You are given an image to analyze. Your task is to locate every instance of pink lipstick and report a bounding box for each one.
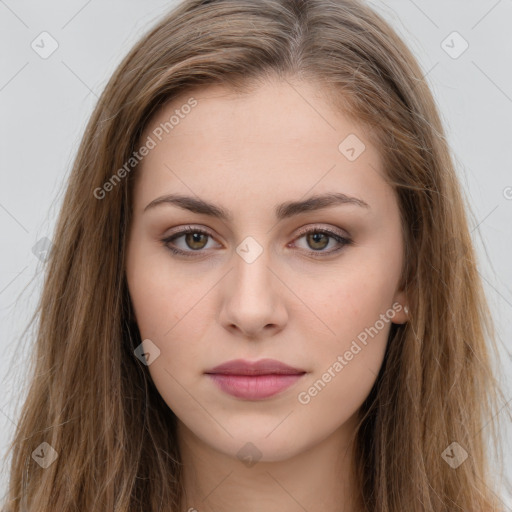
[205,359,306,400]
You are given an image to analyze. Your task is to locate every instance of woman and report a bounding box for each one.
[0,0,508,512]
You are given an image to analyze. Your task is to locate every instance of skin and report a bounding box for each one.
[126,77,407,512]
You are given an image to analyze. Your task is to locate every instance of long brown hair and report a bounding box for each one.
[4,0,510,512]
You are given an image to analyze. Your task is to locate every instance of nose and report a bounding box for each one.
[220,244,288,339]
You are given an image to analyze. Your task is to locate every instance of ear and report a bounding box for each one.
[391,290,410,324]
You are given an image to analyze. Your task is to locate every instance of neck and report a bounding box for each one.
[178,418,358,512]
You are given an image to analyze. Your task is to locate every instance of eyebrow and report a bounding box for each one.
[144,192,371,221]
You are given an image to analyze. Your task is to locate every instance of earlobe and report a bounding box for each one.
[393,291,409,324]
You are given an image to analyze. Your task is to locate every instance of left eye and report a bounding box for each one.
[162,227,352,256]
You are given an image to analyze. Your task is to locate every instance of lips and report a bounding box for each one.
[206,359,306,375]
[205,359,306,400]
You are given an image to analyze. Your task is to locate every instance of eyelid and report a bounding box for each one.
[161,224,353,257]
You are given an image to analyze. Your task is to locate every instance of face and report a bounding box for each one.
[126,78,406,461]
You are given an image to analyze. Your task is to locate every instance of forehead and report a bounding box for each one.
[136,81,392,218]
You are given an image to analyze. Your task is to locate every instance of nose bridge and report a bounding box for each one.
[234,236,272,299]
[221,237,286,336]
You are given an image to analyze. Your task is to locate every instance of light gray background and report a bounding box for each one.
[0,0,512,510]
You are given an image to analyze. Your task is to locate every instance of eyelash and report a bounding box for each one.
[161,226,353,258]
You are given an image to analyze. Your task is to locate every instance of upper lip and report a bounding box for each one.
[205,359,306,375]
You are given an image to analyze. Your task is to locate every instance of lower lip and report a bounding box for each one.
[207,373,305,400]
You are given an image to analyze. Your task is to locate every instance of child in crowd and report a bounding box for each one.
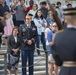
[3,12,14,45]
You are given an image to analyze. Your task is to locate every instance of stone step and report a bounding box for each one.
[0,65,46,72]
[0,71,46,75]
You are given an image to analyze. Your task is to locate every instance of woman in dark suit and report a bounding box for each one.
[7,27,21,75]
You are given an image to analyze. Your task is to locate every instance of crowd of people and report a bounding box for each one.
[0,0,75,75]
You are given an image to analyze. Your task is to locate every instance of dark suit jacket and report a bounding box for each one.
[7,35,21,53]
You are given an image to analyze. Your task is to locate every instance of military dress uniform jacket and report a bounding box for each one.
[19,23,38,50]
[52,28,76,75]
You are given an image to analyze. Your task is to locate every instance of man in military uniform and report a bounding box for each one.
[20,14,37,75]
[52,8,76,75]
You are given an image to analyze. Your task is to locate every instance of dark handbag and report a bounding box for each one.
[10,50,20,57]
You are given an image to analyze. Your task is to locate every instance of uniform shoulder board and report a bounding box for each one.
[56,29,63,34]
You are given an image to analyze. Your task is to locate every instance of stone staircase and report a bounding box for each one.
[0,44,46,75]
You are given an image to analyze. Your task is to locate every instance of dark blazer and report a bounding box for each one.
[7,35,21,53]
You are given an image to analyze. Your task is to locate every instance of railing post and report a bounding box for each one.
[46,51,48,75]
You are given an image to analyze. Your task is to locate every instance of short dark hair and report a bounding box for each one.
[34,10,44,19]
[12,26,19,35]
[67,3,72,7]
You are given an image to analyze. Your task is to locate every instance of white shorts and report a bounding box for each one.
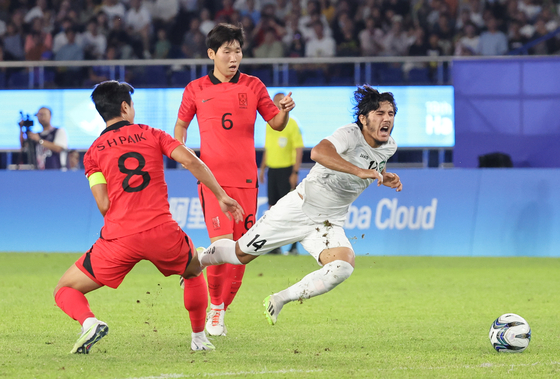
[238,191,353,264]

▶ [SHORT EXERCISE]
Present all of the lines above as a numbered list. Omit blank lines and leave the pictures out.

▶ [SOLUTION]
1. You are given an image to analyze. Your task is to locate every instance of pink lipstick and report a bounding box for each one.
2. [205,359,306,400]
3. You are given an image to analyze. Your task is to locate every instance of woman and report a bounding box for each one.
4. [0,0,508,512]
5. You are given an image to analyze. Your task is to locate every instance of skin and report a bounding box for each one.
6. [126,77,407,512]
7. You are given an image to analyze. Your task is to locate every instance of long brown hair and report a bounding box for each one.
8. [4,0,510,512]
9. You are given an image to analyze. Your task is to locate every instance of nose and report a bounding box for each one.
10. [220,244,288,339]
11. You are given an image to analyze. Your task is to locate every instance of ear and report a bounding box for each one.
12. [391,290,410,324]
13. You are given an image to analyze. Your task is to locate every instance of neck and report a bounding box for each one.
14. [178,418,358,512]
15. You are given an image to analyze. Your task is to locate every instance of eyebrow and report a bounding box for each one.
16. [144,192,371,221]
17. You are given an image to analyze. Your task is to locate every instance of earlobe and report a bounding box for each one.
18. [393,291,409,324]
19. You are given an image to analyze. Your task is to locate every instance of left eye and report a bounding box for each one.
20. [162,227,352,256]
21. You are given an image to analyze. Your task is to locate every instance of lips and report a bounding box for each one.
22. [206,359,306,375]
23. [205,359,306,400]
24. You are given an image to analyze. Your task is to locate every instance of eyelid and report a bounding box for each one.
25. [161,224,353,257]
26. You are given an image to analyze. Your task is to locate every instance of face and report a bounding box for each one.
27. [126,78,406,461]
28. You are given an image to analyze. Your task is to locate every instance of forehead and report a bounding box for each one.
29. [136,81,392,218]
30. You are given an image to analyze. Your task is to locate every instance of nose bridge and report a bounding box for each one.
31. [234,236,272,299]
32. [221,237,286,336]
33. You are given an image to analyze. Your task is to locate every instance of light gray background and report a bounding box for each one.
34. [0,0,512,510]
35. You are given an image to analyze. Your task is to locate every instance of eyelash and report a bounding box for each one.
36. [161,226,353,258]
37. You are given an image to analyze. Your task is to locate every instance of upper lip and report a bounding box for each one.
38. [205,359,306,375]
39. You are given an image to analyze. Your task is to locate every instance of lower lip and report a bounding box for each one.
40. [207,373,305,400]
41. You are given an image to analyze. Your task is to locate every instance of child in crowd and report a bounding box for each one.
42. [3,12,14,45]
43. You are given an image to analyze. Your task is to locate every instance of stone step and report a bounding box for each one.
44. [0,65,46,72]
45. [0,71,46,75]
46. You are given an image to analyze. Your task is to locate every instance of woman in dark suit and report a bounding box for each one.
47. [7,27,21,75]
48. You are given an image to analyze. Your task is to locate every instance of crowd of people and report a bounding box for each one.
49. [0,0,75,75]
50. You are given an image to analyze. Your task is to locate every instance of dark suit jacket and report a bounding box for each one.
51. [7,35,21,53]
52. You are given an image to analyze. Your task is to locate every instance of military dress uniform jacket and report a bounding box for each one.
53. [19,23,38,50]
54. [52,28,76,75]
55. You are given an image to analyze. Your task is to locate every instance of man in military uniform and report a bounding box for each one.
56. [20,14,37,75]
57. [52,8,76,75]
58. You are given an image to analyze. Your task is to locate every instance of dark handbag and report a bounding box for each one.
59. [10,50,20,57]
60. You are given an image to analyze. Your task is to locate every instance of uniform shoulder board and report a bounding box for each one.
61. [56,29,63,34]
62. You are given an image to analyze. Your task is to locate every instance of stone staircase and report a bounding box for each one.
63. [0,44,46,75]
64. You are given an image to analyze. Your task is to locate every instance of dark blazer and report a bounding box for each one.
65. [7,35,21,53]
66. You are given an image to analyze. Your task is to locate every instance of railing post and report a bounding box for each one.
67. [46,51,48,75]
68. You are given an image to analyze. Your task is to locate every instance of short dark hair and report a bounding box for each one.
69. [34,10,44,19]
70. [12,26,19,35]
71. [67,3,72,7]
72. You are given an image to analyze. Your task is to locate every instance of white shorts and report a bounding box for each one.
73. [238,191,353,264]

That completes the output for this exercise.